• **Exercise goal**
Convert the entire listing below into a JSON array of strings with one string per line. Omit blank lines and leave out the pictures.

• **Location annotation dataset excerpts**
__________

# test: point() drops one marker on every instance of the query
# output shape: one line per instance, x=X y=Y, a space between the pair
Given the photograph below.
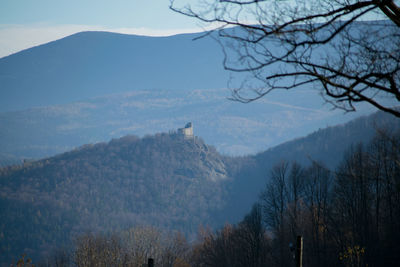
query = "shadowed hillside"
x=163 y=180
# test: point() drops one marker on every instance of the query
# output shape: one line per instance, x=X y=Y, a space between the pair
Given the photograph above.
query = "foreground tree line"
x=348 y=217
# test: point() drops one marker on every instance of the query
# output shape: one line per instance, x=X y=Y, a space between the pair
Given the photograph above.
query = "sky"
x=27 y=23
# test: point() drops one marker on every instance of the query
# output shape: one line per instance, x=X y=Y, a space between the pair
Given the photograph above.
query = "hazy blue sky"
x=25 y=23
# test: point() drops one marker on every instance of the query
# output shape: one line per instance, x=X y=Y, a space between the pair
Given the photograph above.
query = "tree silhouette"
x=309 y=43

__________

• **Answer below**
[
  "# test: point() drops one marker on every instance of the query",
  "# output shape: one line per instance, x=X y=Y, a space between the pair",
  "Given the photograph below.",
  "query = \"shadowed hillside\"",
  "x=163 y=180",
  "# test: point() drops one marker on every instance of the query",
  "# output shape: one line per instance, x=X y=Y, a space between the pair",
  "Given the photograph above.",
  "query = \"foreground tree line\"",
  "x=348 y=217",
  "# test: point() drops one marker on every instance of the query",
  "# output shape: one line per instance, x=X y=Y, a space between the pair",
  "Given the photograph above.",
  "query = \"sky\"",
  "x=27 y=23",
  "# test: point() drops one marker on every instance of the query",
  "# output shape: one line per instance, x=X y=Y, a space between the pair",
  "Given the photograph above.",
  "query = \"hazy blue sky\"",
  "x=25 y=23",
  "# test: point() drops one marker on every instance of the query",
  "# output shape: one line per instance, x=X y=Y, a space between the pair",
  "Given the photograph above.",
  "query = \"tree silhouette\"",
  "x=309 y=43"
]